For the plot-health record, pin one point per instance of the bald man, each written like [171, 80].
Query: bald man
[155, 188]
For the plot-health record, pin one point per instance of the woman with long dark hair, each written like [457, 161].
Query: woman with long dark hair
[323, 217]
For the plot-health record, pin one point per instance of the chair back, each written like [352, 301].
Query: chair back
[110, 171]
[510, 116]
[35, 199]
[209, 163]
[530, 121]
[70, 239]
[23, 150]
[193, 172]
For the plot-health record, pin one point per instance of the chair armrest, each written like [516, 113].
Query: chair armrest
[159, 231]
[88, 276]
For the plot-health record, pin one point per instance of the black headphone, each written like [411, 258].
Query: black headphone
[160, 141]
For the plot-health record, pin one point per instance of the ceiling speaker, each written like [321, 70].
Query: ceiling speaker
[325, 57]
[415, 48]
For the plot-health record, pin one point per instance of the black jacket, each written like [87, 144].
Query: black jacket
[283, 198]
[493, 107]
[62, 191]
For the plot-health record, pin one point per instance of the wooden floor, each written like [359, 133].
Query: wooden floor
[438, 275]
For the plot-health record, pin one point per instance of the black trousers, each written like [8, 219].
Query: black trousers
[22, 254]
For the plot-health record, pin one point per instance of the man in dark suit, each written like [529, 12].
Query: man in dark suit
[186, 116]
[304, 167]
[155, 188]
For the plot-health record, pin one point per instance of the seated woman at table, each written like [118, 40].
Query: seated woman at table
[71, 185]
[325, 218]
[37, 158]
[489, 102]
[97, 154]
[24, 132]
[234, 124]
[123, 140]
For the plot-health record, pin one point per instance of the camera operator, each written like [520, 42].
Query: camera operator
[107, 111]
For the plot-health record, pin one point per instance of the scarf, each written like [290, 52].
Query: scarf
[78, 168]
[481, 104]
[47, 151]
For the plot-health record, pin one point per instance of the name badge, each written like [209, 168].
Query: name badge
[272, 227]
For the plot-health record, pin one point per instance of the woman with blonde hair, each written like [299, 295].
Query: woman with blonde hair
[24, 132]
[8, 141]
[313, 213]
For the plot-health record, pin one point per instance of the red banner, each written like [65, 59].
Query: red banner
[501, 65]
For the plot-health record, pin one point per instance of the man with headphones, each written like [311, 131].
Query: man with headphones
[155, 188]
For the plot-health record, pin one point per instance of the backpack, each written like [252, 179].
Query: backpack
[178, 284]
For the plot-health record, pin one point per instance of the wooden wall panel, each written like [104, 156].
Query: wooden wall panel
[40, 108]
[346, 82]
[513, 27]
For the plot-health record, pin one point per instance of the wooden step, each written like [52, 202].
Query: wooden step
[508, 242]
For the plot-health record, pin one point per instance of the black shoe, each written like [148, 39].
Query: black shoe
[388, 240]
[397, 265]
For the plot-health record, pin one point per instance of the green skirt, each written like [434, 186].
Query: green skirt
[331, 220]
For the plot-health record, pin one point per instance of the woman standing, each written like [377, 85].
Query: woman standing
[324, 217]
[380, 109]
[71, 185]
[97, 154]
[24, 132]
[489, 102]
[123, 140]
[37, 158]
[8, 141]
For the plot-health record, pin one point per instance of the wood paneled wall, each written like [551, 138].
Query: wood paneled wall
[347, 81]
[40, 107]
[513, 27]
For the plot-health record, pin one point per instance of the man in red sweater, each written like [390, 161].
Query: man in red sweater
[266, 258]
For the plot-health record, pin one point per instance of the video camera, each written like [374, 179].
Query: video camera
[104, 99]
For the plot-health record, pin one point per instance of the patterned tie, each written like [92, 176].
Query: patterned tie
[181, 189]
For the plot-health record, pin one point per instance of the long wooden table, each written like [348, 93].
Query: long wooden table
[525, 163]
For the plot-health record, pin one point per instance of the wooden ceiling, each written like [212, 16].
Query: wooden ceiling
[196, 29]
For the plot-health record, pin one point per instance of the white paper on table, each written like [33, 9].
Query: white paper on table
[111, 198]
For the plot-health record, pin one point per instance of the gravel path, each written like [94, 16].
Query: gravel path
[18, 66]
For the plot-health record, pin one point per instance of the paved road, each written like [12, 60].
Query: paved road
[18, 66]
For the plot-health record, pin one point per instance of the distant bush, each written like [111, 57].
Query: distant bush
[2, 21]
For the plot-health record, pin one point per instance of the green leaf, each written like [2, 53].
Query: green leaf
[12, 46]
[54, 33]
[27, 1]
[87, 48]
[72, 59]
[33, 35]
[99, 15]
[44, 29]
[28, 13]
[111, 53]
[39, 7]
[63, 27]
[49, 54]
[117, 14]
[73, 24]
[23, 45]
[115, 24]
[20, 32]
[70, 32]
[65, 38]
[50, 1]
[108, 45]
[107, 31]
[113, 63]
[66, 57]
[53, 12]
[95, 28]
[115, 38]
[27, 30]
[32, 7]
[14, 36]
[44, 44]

========

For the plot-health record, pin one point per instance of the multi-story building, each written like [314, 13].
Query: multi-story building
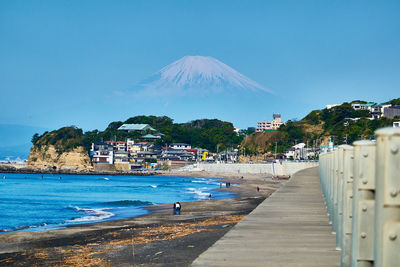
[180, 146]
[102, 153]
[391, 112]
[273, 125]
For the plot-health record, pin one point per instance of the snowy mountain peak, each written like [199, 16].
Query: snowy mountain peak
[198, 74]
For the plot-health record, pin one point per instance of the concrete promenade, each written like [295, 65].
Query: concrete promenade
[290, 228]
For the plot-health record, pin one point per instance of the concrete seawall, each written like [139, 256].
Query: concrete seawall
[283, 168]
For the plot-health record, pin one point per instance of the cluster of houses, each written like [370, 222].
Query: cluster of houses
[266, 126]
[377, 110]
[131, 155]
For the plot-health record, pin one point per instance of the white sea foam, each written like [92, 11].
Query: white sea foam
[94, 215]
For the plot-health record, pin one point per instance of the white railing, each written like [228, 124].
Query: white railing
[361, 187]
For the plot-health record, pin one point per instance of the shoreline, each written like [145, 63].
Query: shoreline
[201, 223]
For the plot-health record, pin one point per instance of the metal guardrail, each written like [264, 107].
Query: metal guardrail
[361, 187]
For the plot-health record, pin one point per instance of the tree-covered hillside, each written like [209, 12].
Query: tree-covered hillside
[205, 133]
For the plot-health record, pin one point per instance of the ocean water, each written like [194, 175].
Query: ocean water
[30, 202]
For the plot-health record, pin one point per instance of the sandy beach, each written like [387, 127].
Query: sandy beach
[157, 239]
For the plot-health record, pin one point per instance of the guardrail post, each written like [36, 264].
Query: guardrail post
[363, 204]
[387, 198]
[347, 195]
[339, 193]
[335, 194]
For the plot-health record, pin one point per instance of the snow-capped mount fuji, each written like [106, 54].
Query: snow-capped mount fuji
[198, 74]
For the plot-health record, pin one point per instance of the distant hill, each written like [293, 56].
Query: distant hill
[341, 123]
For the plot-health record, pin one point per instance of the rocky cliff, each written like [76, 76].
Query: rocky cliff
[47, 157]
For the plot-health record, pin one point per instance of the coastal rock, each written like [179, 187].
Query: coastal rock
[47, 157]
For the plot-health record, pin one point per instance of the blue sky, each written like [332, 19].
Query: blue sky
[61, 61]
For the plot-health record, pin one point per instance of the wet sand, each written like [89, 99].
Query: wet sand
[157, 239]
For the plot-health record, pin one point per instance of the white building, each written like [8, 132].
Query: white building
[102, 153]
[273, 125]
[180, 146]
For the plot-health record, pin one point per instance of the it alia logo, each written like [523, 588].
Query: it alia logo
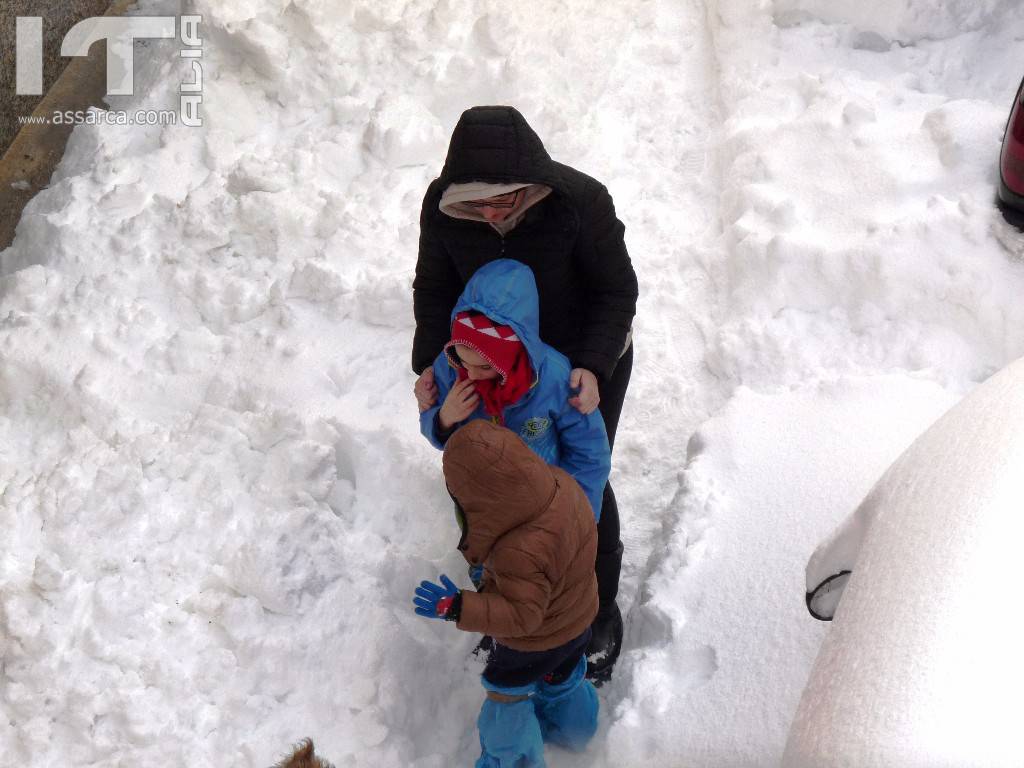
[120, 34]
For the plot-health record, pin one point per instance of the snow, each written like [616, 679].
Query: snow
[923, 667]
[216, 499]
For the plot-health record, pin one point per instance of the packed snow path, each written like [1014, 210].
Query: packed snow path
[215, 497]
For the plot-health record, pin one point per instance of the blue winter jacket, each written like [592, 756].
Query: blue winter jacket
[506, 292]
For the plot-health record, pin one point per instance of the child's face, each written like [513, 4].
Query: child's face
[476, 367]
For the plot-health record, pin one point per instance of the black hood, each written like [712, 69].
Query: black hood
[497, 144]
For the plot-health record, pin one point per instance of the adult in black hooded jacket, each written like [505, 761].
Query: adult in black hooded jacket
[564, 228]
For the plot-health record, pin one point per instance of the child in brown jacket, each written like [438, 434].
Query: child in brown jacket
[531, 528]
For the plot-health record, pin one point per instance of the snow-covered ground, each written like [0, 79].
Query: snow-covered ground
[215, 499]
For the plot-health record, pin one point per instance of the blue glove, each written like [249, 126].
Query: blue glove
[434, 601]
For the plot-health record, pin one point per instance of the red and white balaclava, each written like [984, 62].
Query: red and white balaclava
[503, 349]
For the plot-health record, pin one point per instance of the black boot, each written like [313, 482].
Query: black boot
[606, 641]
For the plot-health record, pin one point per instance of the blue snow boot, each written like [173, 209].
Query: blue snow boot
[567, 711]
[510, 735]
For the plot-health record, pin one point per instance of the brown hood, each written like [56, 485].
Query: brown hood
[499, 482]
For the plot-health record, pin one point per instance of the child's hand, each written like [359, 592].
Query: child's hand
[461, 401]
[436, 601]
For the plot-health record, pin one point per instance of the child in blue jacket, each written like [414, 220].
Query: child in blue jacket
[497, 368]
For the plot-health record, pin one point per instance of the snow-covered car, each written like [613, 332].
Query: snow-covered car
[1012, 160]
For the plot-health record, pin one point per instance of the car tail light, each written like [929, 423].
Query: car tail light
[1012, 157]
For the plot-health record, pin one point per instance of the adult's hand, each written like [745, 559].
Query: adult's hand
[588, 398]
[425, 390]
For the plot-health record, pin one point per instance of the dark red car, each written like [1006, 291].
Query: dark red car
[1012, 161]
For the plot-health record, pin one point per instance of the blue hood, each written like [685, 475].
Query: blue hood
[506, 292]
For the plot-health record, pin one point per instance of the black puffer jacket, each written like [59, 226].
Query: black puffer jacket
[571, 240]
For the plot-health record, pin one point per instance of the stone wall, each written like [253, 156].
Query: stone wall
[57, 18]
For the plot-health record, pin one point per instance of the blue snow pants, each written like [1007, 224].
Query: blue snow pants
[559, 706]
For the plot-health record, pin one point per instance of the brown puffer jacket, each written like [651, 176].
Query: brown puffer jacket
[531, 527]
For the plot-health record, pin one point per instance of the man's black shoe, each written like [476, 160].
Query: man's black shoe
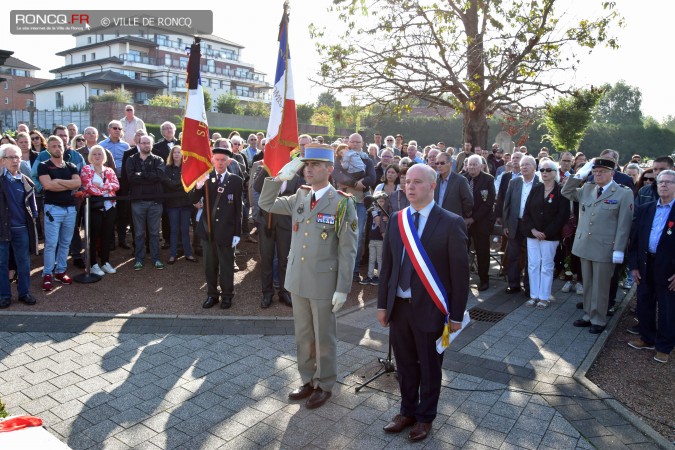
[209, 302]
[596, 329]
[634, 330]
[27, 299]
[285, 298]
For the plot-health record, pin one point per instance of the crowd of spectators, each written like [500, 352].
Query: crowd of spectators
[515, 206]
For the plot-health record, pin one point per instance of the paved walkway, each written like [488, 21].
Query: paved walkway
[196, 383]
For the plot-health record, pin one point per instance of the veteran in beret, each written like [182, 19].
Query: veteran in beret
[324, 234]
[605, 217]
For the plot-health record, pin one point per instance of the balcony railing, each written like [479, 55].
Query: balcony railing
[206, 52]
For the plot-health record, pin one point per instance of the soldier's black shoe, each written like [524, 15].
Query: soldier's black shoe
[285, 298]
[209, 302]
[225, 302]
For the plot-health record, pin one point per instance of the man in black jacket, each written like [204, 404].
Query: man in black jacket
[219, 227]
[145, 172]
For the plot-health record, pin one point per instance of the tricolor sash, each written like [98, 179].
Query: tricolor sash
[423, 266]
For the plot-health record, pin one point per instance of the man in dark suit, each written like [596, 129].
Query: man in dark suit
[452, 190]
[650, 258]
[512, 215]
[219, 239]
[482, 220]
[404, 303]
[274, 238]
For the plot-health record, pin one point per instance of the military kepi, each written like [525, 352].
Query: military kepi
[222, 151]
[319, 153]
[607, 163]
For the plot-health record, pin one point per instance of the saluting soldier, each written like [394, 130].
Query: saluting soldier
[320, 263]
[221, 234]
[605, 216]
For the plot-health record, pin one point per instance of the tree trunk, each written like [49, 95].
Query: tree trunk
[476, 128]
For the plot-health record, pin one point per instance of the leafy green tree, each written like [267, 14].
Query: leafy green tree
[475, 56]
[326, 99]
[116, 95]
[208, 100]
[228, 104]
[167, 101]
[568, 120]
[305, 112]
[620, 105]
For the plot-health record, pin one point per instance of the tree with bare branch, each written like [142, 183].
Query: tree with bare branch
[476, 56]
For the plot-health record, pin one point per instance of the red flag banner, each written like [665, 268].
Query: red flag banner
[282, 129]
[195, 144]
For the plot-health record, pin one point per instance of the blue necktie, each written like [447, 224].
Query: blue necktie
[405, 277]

========

SET EXERCISE: Tally the lines of data above that contain the string "logo" and reply with only that number.

SOLUTION FOR THIS PROBLEM: 2